▸ What you should do
Your task is to output all the records below, word for word.

▸ Record set
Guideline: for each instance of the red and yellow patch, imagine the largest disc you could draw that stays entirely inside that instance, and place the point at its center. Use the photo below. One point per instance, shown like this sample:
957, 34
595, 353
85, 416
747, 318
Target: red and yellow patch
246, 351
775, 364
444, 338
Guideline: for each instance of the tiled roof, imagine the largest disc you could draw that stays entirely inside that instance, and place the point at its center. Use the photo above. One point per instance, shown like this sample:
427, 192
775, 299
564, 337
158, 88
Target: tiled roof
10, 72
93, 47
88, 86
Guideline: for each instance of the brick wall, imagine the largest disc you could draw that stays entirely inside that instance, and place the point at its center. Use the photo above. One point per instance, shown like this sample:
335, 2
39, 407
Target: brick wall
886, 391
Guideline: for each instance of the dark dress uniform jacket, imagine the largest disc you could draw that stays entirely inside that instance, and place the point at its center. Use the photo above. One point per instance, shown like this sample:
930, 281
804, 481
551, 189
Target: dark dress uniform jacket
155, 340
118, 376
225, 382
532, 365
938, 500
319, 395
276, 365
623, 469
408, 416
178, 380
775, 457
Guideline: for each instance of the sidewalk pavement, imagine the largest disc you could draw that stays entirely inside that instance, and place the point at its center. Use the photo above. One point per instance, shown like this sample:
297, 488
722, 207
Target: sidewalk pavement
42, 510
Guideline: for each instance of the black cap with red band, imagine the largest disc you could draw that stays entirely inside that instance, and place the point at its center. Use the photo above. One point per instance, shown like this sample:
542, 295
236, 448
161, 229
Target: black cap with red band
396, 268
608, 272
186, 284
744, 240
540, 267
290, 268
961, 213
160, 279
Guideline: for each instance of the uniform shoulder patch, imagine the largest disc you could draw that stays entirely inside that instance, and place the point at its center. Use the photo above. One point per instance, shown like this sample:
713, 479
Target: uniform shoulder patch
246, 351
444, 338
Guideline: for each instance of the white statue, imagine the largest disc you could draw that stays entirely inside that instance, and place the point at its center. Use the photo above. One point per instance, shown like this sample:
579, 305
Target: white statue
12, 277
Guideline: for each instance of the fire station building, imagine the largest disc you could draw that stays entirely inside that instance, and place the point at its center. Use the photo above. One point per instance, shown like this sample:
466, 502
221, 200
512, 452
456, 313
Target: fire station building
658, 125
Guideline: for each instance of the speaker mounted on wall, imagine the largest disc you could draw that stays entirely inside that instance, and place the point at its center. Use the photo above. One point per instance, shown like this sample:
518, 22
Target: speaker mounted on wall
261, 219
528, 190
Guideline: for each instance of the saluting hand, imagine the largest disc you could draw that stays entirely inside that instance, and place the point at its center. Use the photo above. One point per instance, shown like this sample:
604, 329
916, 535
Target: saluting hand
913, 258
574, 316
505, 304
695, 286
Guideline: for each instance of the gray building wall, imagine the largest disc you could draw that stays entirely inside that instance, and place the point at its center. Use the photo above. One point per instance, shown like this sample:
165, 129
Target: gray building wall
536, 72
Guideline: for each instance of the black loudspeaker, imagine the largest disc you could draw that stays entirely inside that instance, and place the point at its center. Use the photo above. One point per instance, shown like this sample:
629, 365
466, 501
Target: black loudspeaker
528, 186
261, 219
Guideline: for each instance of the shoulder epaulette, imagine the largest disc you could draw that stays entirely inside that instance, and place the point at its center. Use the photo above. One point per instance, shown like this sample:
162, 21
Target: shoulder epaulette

▸ Full solution
Guideline: for each instance of the red and yellow patch, imagine the largest disc you could draw that stays entirely inside that instance, and place the point at its center. Use the photo below. One point per instance, shown like this sample:
957, 34
595, 353
85, 416
747, 318
Target: red and yellow patch
246, 351
775, 364
444, 338
Guideline: for each instance of the tiled roof, imagine the largest disc you could draw that stays entirely inside that instance, and place the point at its center. Use the photo above. One point per instance, shown like this sample:
427, 192
775, 299
564, 337
158, 88
Target: tiled roof
10, 72
93, 47
88, 86
Guideline: for each instance of the brick wall, imagine the largest disc you could draw that stays entirely inside that instance, and place the point at its center. Use the photo above. One point per instance, shown like this sample:
335, 2
39, 407
Target: brick wall
886, 391
Guideline: for each instance of the dark dress uniform jacket, imagine the largest disc you could draw that stays entirely inside that instance, and place the point at its center. Use the photo above. One point per instance, shown like this sample:
930, 281
804, 481
551, 189
Target: dark dress uniform jacket
155, 340
118, 376
225, 382
532, 365
938, 500
319, 395
276, 365
623, 469
408, 416
178, 380
775, 457
Guideline: for each instance of the sidewalk pavement, imagine the largest disc you could draw that stays entirely inside that instance, and place the point at its center. Use the photo above. One point per instance, shown like this sample:
297, 488
722, 207
Target: sidewalk pavement
42, 510
Guideline: for each instance of the black cap with red band, imagine the largest disc you could draw that stays entirely inside that instance, and place the point at its center. Use the photo above. One point per instance, shown like this sample:
542, 295
236, 448
161, 229
Target: black cap with red band
396, 268
608, 272
186, 284
744, 240
540, 267
290, 268
961, 213
160, 279
Guideline: for each instance of the uniform shoulder patch, imagine the largest disc you could draw that stays entirely inside that instance, and place the point at its center. Use the photo above. One point per instance, shown like this sample:
713, 479
Target: uniform shoulder patch
246, 351
444, 338
Guideline: for each instance of the white statue, imagine the largest disc you could draw that stays entirely inside that instance, and place the point at its center. Use the photo above. One point per instance, shown like this sample:
579, 305
Target: white statue
12, 277
Guideline: for each instance of the fire station building, imagine the largest disc you could draw that stays entirely inside that instance, and place the point at its center. Use the photo above. One point per instance, shown like this sample:
466, 502
221, 200
512, 452
456, 313
Target: fire station building
658, 125
Guideline: for each instance of the speaker mounted on wall, imagine the largest disc you could draw that stays entirely inside that instance, and place the point at its center. Use the photo above. One point per instance, shown like this sample:
518, 22
Target: speaker mounted on wall
261, 219
528, 190
Guideline: for each instance of the saluting hand, imagine the largest disc you could draw that stays entirely inside that instance, and place the point at its center. Use the photo above. One point per instance, shown like this sample:
604, 329
916, 535
Target: saluting hand
913, 258
574, 316
505, 304
695, 286
Guideline: for each instance of the gray building wall, imagine the largest disc you could draw that stays entirely inside that instance, and place the point at its center. Use the photo above. One point per instance, shown like this sample:
165, 129
Target: gray building wall
536, 72
Guideline: for each instance of the black loudspeaker, imagine the largest disc you could draw that stays entirely inside that instance, and place the point at its center. Use the photo above. One point per instance, shown like this sample:
629, 365
466, 501
Target: black loudspeaker
528, 186
261, 219
Guideline: for each instance of the shoulder epaulette, imagine the largest disc you could draw that stays entirely inside that instance, and place the point at its center. Use the photo above. One point per instance, shown like this sample:
162, 21
Target: shoulder epaulette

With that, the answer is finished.